» **Given instruction**
Return the lines beginning at the one that contains "Name the bounding box enclosing the mouth." and continuing to the end of the entries, including both ends, exactly as written and nothing else.

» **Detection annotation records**
┄┄┄┄┄┄┄┄┄┄

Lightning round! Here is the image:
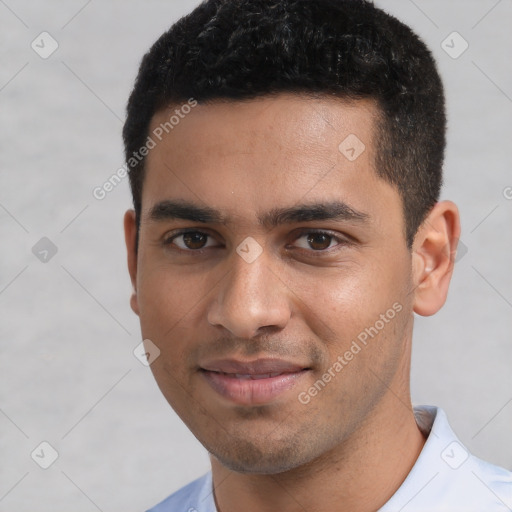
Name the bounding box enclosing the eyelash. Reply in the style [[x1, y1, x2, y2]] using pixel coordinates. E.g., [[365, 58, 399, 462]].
[[162, 229, 351, 255]]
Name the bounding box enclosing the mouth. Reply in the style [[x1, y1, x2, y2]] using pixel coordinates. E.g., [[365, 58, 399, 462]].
[[200, 359, 311, 405]]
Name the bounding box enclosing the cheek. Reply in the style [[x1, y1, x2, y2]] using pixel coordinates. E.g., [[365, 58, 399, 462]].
[[290, 255, 407, 345], [137, 263, 214, 341]]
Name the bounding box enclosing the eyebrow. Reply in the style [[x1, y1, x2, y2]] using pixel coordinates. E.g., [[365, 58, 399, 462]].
[[148, 200, 370, 229]]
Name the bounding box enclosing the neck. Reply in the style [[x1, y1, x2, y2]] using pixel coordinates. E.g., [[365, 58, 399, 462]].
[[211, 389, 425, 512]]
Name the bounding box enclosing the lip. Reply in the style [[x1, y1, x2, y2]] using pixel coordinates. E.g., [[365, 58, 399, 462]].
[[200, 359, 309, 405]]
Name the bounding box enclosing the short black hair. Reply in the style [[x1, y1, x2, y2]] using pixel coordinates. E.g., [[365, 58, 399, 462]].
[[123, 0, 446, 248]]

┄┄┄┄┄┄┄┄┄┄

» **Solved exercise**
Name the bounding box enclosing the mouth. Reply in the style [[x1, y1, x2, y2]] using pixel coordinates. E.g., [[365, 58, 399, 462]].
[[200, 359, 311, 405]]
Name the bounding box enclosing the cheek. Reply in the style [[x1, y1, x2, y2]] using pixel coordinates. E.g., [[365, 58, 399, 462]].
[[290, 255, 407, 345], [137, 263, 214, 341]]
Name the bounding box enclosing the eyebrow. Reply in the style [[x1, y1, x2, y2]] using pixel coordinates. E.g., [[365, 58, 399, 462]].
[[148, 200, 370, 229]]
Name the bounding box enclosing the neck. Reply in the style [[x1, y1, x2, y2]] using pixel coordinates. E.g., [[365, 58, 399, 462]].
[[211, 389, 425, 512]]
Name the bounding box enclosing the lip. Reply in the style [[x1, y1, x2, y2]] using pixel coordinates. E.g., [[365, 58, 399, 462]].
[[200, 359, 309, 405]]
Name the bounding box enclosing the short black hair. Reply in the style [[x1, y1, x2, y2]] using pixel coordinates. E.g., [[365, 58, 399, 462]].
[[123, 0, 446, 248]]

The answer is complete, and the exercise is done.